Given passage
Timmy in Czech

Found the Marmite!

Tiny, tiny, just one jar wide of shelf space, bit of Tesco\’s.

And not quite HP but Tesco\’s own brand \”brown sauce\” which appears similar.

And the one that\’s driving me up the wall. Salad Cream. Yeah, I know, chemical muck but I like it. And I know that damn Tesco\’s sells it because I\’ve bought a bottle from them. Someone had stuck it back into the mayonnaise shelf, at which point I snatched it up.

But can I find the real shelf of it? Can I buggery.

Dinner tonight is almost healthy. Passata, onion, chili pickled garlic, add some tuna and serve over pasta.

18 comments on “Timmy in Czech

  1. This truly fascinates, Tim.
    After reading your post, went & checked the kitchen cupboards & fridge. There’s only one item I could loosely describe as Brit. Typhoo tea. It’s what the little shop along the road sells as teabags, not saying I drink tea very often We do have a branch of Iceland not so far & there’s reputed to be a Marks’n Sparks at La Canada but visited the former about a year ago & not the slightest interest in confirming the latter.

Problems to solve
1 > In the blog post, on which shelf had someone stuck the bottle of salad cream back?
2 > Can you recast the records as a Markdown table with the columns Row and Line, running from the line containing "You are given a photograph. Your task: indicate the twig, one" through the final line of the records and leaving out any blank lines?

Excerpts from point annotation data:
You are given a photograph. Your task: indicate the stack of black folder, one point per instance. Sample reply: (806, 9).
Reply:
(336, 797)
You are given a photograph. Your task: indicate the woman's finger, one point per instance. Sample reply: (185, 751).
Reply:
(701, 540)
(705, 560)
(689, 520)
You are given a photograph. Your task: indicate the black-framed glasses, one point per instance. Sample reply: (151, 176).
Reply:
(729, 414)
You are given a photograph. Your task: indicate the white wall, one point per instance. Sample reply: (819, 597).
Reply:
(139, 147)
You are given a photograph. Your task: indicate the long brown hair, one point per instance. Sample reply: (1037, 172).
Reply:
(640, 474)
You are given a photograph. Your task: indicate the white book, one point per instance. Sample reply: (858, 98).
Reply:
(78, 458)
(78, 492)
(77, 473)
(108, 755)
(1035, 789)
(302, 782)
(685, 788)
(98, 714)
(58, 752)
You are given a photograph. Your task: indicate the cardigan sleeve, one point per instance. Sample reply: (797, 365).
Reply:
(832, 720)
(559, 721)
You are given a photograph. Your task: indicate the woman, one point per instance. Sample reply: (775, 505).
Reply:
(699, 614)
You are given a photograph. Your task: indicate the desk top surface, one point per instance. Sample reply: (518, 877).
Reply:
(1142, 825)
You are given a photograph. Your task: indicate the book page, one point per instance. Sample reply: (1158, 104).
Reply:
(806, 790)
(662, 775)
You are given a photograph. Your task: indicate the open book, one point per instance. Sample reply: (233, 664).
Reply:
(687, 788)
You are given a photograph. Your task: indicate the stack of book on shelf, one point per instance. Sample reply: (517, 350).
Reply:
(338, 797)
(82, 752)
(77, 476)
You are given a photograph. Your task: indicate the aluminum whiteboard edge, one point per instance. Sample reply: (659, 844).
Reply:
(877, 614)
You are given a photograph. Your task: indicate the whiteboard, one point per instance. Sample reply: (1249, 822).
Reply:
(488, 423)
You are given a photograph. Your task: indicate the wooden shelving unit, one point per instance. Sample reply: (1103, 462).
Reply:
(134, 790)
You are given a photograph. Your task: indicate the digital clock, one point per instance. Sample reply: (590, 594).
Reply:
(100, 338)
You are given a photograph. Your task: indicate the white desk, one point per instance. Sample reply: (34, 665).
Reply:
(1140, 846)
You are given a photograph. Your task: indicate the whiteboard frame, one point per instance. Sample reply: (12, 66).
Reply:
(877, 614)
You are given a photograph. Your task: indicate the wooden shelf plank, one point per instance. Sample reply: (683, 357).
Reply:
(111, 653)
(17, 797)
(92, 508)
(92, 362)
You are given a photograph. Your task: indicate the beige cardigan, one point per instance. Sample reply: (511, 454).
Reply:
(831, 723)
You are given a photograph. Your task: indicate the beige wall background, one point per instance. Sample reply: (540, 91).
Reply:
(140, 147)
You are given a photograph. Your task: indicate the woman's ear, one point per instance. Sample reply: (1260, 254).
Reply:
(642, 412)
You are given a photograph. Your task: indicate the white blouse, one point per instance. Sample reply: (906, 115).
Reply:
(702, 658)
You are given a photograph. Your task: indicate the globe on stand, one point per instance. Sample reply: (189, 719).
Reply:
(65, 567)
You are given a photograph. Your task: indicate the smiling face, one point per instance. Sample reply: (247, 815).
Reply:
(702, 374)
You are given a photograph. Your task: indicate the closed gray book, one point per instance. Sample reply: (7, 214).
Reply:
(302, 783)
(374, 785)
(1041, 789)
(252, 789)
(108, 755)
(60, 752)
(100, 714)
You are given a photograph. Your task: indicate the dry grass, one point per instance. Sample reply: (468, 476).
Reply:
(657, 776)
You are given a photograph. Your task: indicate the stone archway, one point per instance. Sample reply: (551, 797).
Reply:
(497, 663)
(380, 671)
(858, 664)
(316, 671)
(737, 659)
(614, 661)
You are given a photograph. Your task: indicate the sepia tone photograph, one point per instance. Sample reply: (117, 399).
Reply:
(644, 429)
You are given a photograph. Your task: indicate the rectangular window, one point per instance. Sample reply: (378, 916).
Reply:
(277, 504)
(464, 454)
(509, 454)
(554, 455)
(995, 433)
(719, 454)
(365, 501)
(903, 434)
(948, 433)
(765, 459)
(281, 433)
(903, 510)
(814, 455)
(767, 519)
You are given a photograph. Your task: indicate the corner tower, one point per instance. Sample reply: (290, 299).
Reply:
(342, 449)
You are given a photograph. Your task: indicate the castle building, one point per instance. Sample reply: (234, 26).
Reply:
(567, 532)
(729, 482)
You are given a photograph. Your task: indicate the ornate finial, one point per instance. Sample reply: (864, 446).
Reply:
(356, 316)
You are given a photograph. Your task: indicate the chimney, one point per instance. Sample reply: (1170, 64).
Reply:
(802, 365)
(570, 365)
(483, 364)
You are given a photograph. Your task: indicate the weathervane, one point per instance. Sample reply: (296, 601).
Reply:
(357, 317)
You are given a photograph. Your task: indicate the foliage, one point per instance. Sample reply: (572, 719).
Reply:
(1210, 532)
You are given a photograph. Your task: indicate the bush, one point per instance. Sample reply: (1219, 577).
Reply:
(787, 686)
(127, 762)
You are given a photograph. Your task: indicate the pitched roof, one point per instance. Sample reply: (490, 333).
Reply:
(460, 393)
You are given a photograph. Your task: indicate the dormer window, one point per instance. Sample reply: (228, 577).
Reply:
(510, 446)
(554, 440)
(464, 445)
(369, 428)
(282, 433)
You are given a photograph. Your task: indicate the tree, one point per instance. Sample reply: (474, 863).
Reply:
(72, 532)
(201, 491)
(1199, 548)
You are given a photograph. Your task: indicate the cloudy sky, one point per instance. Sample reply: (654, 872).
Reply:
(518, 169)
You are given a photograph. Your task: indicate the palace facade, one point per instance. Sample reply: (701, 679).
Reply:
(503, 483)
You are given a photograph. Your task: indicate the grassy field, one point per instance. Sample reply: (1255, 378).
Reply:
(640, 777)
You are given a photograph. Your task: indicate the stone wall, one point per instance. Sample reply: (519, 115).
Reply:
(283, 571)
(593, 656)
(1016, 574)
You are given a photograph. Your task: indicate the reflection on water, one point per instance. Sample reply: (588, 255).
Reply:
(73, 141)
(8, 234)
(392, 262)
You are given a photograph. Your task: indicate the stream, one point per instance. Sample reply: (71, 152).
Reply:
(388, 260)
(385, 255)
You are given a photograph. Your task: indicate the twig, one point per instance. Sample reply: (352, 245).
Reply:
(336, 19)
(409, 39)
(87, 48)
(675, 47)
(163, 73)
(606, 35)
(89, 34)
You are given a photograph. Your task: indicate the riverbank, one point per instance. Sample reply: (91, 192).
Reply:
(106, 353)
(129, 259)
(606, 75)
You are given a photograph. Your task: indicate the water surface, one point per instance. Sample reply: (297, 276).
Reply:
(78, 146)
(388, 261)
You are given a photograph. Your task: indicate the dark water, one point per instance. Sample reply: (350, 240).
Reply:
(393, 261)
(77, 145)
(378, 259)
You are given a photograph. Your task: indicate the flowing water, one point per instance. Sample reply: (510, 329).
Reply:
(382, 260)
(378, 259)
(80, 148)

Exercise responses
1 > The mayonnaise shelf.

2 >
| Row | Line |
|---|---|
| 1 | You are given a photograph. Your task: indicate the twig, one point per instance. Sample reply: (352, 245). |
| 2 | Reply: |
| 3 | (336, 19) |
| 4 | (409, 39) |
| 5 | (87, 48) |
| 6 | (675, 47) |
| 7 | (163, 73) |
| 8 | (606, 35) |
| 9 | (89, 34) |
| 10 | You are given a photograph. Your task: indicate the riverbank, one point per instance. Sample reply: (91, 192). |
| 11 | Reply: |
| 12 | (106, 353) |
| 13 | (129, 259) |
| 14 | (606, 75) |
| 15 | You are given a photograph. Your task: indicate the water surface, one point per instance. Sample reply: (297, 276). |
| 16 | Reply: |
| 17 | (78, 146) |
| 18 | (388, 261) |
| 19 | You are given a photograph. Your task: indicate the dark water, one point per instance. Sample reply: (350, 240). |
| 20 | Reply: |
| 21 | (393, 261) |
| 22 | (77, 145) |
| 23 | (378, 259) |
| 24 | You are given a photograph. Your task: indicate the flowing water, one point per instance. Sample reply: (510, 329). |
| 25 | Reply: |
| 26 | (382, 260) |
| 27 | (378, 259) |
| 28 | (80, 148) |